*** Opening Dataset excerpts ***

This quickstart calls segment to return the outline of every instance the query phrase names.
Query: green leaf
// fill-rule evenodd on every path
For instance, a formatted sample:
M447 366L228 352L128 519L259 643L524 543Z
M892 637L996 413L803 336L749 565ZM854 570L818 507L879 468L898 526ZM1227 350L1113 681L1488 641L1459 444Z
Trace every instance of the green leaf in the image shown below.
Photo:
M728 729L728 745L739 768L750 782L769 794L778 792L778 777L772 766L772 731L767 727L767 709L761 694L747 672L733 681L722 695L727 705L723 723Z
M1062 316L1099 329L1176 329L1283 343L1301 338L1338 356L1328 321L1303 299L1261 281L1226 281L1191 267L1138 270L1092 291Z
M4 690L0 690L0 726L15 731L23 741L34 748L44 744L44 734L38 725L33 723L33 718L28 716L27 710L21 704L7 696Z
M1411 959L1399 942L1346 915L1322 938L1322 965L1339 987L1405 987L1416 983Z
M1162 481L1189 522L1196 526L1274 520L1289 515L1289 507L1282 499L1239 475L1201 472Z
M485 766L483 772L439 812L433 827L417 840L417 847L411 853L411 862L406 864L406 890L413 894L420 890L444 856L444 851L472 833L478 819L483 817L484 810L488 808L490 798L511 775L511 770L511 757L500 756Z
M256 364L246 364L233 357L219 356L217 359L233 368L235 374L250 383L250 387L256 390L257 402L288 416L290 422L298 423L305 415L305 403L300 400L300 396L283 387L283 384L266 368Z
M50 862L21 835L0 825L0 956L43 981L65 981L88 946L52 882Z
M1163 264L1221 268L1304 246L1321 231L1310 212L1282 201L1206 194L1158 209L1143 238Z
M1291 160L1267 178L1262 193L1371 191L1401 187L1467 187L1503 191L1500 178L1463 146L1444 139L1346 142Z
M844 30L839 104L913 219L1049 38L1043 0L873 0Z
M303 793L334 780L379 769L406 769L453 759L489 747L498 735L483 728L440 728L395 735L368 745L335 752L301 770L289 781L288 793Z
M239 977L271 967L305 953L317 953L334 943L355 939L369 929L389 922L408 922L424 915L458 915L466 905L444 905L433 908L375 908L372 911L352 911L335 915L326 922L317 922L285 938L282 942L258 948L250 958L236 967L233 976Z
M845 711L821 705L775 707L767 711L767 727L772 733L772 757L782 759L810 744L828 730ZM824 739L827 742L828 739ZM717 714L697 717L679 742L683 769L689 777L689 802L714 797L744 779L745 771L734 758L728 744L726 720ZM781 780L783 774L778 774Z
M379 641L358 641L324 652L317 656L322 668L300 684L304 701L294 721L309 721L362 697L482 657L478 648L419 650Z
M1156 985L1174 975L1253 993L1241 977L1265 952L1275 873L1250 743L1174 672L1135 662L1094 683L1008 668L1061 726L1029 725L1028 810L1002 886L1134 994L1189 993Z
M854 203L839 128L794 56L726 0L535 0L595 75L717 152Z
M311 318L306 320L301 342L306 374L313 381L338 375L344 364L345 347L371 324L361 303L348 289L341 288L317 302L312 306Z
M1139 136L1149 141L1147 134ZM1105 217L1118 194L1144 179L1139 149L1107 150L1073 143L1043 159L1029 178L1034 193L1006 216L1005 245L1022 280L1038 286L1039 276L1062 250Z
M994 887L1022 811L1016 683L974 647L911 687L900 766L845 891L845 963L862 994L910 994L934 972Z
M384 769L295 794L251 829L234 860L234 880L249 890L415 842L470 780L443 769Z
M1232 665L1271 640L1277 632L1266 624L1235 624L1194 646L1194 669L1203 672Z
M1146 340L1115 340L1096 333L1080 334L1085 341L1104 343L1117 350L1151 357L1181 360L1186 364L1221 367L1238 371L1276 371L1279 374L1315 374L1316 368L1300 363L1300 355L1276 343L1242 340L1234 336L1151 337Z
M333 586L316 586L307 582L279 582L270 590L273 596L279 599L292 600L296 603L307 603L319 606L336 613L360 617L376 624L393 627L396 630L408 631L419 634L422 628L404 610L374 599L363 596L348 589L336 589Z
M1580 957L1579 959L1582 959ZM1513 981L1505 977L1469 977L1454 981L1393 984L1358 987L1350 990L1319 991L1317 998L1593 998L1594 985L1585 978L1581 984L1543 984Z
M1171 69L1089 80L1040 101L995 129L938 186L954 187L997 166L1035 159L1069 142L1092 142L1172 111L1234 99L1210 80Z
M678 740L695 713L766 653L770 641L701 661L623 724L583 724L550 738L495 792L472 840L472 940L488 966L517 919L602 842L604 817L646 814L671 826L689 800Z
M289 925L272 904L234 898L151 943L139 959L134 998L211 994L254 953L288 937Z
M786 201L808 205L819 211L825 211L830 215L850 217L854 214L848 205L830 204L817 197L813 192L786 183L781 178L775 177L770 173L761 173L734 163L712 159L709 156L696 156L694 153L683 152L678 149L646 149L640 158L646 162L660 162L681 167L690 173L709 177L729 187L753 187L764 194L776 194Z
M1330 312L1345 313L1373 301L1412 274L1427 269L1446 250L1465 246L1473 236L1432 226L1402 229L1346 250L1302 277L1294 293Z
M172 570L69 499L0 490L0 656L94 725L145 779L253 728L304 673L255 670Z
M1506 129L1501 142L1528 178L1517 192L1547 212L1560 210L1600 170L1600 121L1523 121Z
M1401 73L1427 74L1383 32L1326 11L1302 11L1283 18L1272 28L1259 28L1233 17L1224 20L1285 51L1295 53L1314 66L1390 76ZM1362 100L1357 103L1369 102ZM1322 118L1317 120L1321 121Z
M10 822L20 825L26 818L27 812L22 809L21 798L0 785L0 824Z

*** Closing Dataset excerpts ***

◆ Assignment ◆
Beginning with the first line of the listing above, please write out every line exactly until you reach the line that contains "Trace every instance", and include that one too.

◆ Exercise response ◆
This quickstart calls segment to return the outline of every instance the query phrase names.
Query: green leaf
// fill-rule evenodd on every path
For instance, a formatted sample:
M447 366L228 352L128 519L259 643L524 543Z
M892 637L996 413L803 336L749 565ZM854 570L818 507L879 468L898 526ZM1227 350L1113 681L1488 641L1459 444Z
Trace every instance of the green leaf in the image shown below.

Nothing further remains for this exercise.